__YOUR INSTRUCTIONS__
Scan the entries that follow and copy out every line containing "negative".

◆ ◆ ◆ ◆ ◆

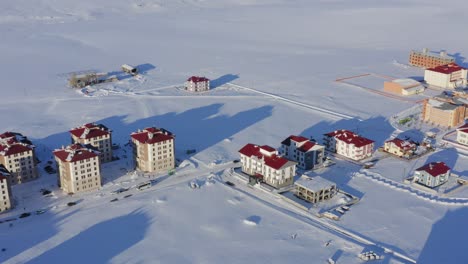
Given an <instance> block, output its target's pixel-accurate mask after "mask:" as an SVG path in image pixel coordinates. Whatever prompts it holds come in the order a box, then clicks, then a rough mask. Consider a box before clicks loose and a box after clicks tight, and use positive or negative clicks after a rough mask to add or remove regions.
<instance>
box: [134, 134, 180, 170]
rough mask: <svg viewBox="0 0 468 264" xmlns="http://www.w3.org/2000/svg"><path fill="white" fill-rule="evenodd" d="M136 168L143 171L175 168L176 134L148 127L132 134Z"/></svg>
mask: <svg viewBox="0 0 468 264" xmlns="http://www.w3.org/2000/svg"><path fill="white" fill-rule="evenodd" d="M131 140H132V143H133V158H134V162H135V168H136V169H138V170H140V171H143V172H155V173H161V172H168V171H169V170H172V169H174V168H175V142H174V141H175V136H174V135H173V134H172V133H171V132H169V131H167V130H165V129H162V128H155V127H148V128H145V129H143V131H138V132H134V133H132V134H131Z"/></svg>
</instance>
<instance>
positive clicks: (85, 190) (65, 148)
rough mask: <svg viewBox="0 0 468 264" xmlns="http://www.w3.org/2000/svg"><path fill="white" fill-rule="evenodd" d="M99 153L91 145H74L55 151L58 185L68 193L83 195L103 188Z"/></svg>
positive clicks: (55, 150)
mask: <svg viewBox="0 0 468 264" xmlns="http://www.w3.org/2000/svg"><path fill="white" fill-rule="evenodd" d="M99 154H100V153H99V151H98V150H97V149H96V148H94V147H93V146H91V145H82V144H72V145H69V146H67V147H62V148H61V149H56V150H54V156H55V161H56V163H57V177H58V185H59V187H60V189H62V190H63V191H64V192H66V193H70V194H71V193H81V192H87V191H93V190H97V189H99V188H100V187H101V162H100V158H99Z"/></svg>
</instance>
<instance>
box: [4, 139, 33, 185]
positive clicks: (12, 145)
mask: <svg viewBox="0 0 468 264" xmlns="http://www.w3.org/2000/svg"><path fill="white" fill-rule="evenodd" d="M0 164H3V166H5V168H7V169H8V171H9V172H10V174H11V177H10V178H9V180H10V184H11V185H14V184H20V183H23V182H27V181H30V180H33V179H36V178H37V177H38V172H37V168H36V159H35V154H34V145H32V143H31V141H29V140H28V139H27V138H26V137H24V136H23V135H21V134H20V133H15V132H6V133H3V134H0Z"/></svg>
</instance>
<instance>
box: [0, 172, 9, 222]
mask: <svg viewBox="0 0 468 264" xmlns="http://www.w3.org/2000/svg"><path fill="white" fill-rule="evenodd" d="M9 177H11V174H10V172H9V171H8V170H7V169H6V168H5V166H3V165H2V164H0V213H2V212H5V211H7V210H10V209H11V207H12V204H11V196H12V195H11V188H10V180H9V179H8V178H9Z"/></svg>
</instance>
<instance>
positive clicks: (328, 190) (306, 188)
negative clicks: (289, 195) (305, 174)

◆ ◆ ◆ ◆ ◆

__ANSWER SPACE__
Given an <instance> block, output its target's pixel-accurate mask after "mask:" as an SVG path in image pixel coordinates. Whatever prompts it holds come in the order a box, then clicks, then a rough mask. Consider a box before clicks loose and a box after clicks tight, and use positive or negative clicks after a rough mask to add or remove regions.
negative clicks: (289, 195) (305, 174)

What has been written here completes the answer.